● Assignment:
Name every type of garlic that the garlic-growing article lists as one of the main types grown in its area.
** Text provided follows **
Growing Garlic

Patricia M. Arledge, Sharpe, Kenneth W.  |  11/16/2015 9:05:20 PM

News Article for November 9, 2015:

Garlic has long been a popular seasoning of southern cooks. It also has a long list of purported benefits such as warding off the common cold, acne and cancer plus repelling mosquitoes and evil spirits. Ancient Greeks used garlic to enhance strength and Hungarian jockeys would attach garlic to the bit of their racing horses so when another horse started to pass he would smell the garlic and pull back to avoid the smell.

If you want fresh garlic for your favorite dishes such as roast, chili, gravies and sauces then you will need to plant by the end of November. You can plant garlic from late September through November but you will also have to be patient. Garlic takes 210-230 days from planting until it is ready for harvest, which usually occurs in late April to May.

Since garlic can take up garden space for a long time you might want to plant a double drill row to conserve space. This will allow for 2 sets of plants on top of the same row spread apart evenly. You will find a lot of variation is seed size based on the variety. Plant cloves at a depth of 1 to 4 inches deep, or deep enough so rain does not wash the soil away which should be about twice the diameter of the clove. It will also be helpful to plant the base of the clove down so the garlic neck will grow straight. Spread seed out 4 to 6 inches within the row and 6 to 8 inches between the drills. It will require about 2-3 pounds of cloves to plant 100 feet of row per drill.

The three main types of garlic that we grow here are Elephant, Creole and Italian.

Elephant or Tahiti garlic is characterized by large dark cloves that are mild flavored and the plant will be large with light green leaves. Creole will produce medium sized white cloves and will have dark green foliage. Italian garlic will have the smallest cloves and plants. It produces pink cloves with strong flavor and small light green leaves.

One key to good garlic production is keeping the plant healthy with rapid growth. To accomplish this fertilize with 4 to 5 pounds of 13-13-13 fertilizer prior to planting. Come back and side dress with 2 pounds of calcium nitrate per 100 feet of row 30 days after planting then again in mid-February and once more in mid- March.

Garlic will be ready to harvest when the tops turn yellow. When you harvest the garlic you will notice there are buttons on the bottom of the clove which are called corms. If you plant the corms you will produce non-cloving bulb garlic which is perfectly good to use in cooking. If you were to then plant the garlic bulb you would produce garlic with cloves.
** End of Text provided **
** Records follows **
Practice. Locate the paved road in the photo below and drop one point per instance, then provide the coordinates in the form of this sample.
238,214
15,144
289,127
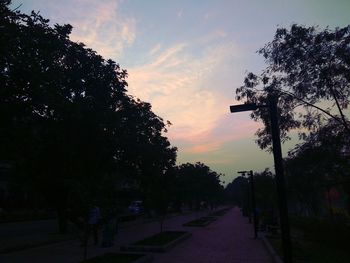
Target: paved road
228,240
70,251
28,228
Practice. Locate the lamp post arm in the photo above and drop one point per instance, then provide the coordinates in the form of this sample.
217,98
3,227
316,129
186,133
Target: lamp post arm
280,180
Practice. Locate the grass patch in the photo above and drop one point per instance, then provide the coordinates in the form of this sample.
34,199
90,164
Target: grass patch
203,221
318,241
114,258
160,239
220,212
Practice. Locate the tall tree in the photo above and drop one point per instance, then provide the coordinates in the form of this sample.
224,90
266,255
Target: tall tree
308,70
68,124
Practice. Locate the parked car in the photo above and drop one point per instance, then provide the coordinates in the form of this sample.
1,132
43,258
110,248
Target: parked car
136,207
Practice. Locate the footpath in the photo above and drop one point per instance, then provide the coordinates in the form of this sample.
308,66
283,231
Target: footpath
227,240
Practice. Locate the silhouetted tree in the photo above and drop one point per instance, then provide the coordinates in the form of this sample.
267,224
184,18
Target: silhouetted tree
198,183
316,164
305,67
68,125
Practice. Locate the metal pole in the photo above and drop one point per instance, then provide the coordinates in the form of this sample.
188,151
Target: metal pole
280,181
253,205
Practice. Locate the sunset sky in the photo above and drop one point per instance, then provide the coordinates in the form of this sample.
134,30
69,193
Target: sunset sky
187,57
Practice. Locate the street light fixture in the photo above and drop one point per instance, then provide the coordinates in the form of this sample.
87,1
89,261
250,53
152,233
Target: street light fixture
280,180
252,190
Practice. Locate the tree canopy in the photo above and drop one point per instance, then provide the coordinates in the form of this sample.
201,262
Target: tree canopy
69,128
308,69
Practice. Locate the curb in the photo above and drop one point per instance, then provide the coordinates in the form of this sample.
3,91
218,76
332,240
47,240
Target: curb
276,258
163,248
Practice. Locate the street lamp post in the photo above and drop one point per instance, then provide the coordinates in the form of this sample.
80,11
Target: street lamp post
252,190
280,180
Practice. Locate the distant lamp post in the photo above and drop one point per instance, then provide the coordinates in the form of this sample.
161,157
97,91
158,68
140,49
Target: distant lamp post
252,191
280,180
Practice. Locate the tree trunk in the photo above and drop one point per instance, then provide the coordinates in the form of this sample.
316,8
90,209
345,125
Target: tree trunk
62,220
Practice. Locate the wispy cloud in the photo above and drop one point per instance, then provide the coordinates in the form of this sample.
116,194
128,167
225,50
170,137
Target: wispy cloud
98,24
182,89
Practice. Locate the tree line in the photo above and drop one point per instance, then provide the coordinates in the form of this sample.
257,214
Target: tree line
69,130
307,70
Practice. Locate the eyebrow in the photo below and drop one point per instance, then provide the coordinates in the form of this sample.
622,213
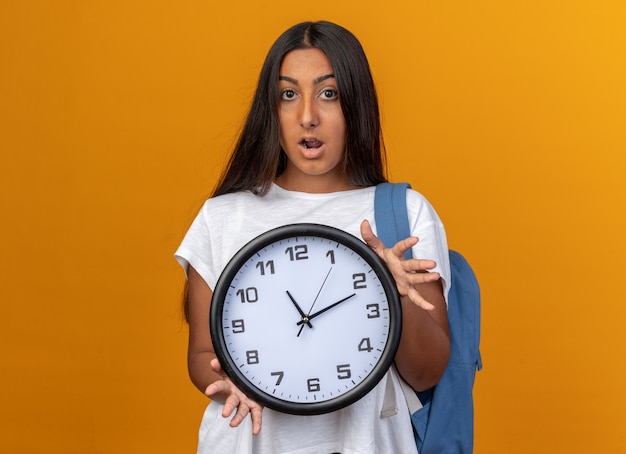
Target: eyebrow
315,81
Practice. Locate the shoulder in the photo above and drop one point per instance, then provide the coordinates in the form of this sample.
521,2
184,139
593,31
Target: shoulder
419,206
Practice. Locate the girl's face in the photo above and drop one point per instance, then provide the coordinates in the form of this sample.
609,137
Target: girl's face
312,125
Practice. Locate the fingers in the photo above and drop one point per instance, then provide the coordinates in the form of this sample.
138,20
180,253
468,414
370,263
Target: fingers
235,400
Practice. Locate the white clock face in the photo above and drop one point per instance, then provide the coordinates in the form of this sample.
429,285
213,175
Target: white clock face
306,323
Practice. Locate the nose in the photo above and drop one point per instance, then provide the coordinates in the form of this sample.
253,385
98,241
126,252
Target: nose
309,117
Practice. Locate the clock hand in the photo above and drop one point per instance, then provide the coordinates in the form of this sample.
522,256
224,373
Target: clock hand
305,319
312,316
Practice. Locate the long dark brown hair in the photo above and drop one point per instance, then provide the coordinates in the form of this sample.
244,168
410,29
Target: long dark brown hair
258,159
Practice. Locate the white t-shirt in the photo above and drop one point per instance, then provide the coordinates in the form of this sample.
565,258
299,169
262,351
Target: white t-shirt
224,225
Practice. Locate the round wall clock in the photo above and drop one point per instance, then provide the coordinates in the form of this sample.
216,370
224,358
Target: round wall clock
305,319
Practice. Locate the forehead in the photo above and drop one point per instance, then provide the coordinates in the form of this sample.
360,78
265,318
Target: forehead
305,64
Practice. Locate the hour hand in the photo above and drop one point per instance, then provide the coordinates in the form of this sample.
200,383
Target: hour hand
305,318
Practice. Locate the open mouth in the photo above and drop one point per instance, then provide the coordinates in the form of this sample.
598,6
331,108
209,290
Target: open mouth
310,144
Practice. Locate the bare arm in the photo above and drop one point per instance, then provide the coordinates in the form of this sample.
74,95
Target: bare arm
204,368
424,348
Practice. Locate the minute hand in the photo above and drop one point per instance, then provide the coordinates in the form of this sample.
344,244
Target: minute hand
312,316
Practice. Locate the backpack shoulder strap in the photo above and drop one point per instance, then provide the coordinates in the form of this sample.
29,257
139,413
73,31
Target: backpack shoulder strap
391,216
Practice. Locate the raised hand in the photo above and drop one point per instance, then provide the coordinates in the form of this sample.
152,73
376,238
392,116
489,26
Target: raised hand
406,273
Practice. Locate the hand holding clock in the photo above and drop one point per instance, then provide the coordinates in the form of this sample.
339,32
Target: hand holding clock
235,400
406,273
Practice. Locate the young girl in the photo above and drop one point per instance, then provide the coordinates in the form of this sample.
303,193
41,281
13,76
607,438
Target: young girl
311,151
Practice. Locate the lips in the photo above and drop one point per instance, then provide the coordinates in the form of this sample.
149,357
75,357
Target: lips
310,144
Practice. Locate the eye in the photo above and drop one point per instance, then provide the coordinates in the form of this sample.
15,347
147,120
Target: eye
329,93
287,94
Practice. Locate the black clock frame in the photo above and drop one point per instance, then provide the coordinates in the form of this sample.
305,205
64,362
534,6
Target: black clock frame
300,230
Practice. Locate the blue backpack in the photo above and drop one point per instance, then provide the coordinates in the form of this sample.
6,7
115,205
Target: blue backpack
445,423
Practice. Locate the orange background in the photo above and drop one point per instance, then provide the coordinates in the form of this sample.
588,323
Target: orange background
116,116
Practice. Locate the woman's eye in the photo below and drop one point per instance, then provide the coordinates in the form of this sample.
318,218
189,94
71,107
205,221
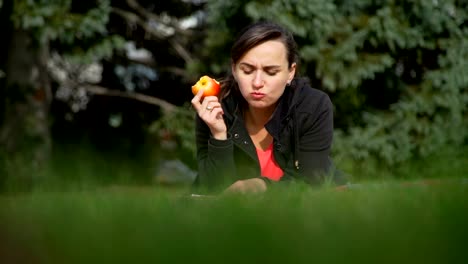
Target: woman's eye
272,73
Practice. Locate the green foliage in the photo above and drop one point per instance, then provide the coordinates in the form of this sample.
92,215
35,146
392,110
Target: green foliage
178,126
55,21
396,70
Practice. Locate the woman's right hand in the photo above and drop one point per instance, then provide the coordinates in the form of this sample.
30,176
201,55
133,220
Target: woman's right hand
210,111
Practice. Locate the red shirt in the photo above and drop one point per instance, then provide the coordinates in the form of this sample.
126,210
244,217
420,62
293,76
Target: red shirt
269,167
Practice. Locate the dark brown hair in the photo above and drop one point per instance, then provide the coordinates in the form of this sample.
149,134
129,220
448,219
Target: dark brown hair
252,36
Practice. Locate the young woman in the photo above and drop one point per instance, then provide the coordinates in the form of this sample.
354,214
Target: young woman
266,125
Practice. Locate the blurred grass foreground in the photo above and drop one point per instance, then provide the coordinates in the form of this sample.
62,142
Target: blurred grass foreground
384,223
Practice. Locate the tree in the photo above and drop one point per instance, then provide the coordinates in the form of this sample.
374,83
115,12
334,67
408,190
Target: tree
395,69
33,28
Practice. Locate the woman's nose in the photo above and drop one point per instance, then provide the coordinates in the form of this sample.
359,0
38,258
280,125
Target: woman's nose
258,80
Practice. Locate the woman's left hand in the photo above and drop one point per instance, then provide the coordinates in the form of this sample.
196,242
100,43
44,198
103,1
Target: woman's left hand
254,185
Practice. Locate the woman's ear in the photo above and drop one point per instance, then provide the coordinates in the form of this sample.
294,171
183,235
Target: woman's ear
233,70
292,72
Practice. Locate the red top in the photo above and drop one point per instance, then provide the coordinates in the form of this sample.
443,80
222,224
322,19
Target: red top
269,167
** End of Records **
● Solution:
Elephant (also called Tahiti), Creole, Italian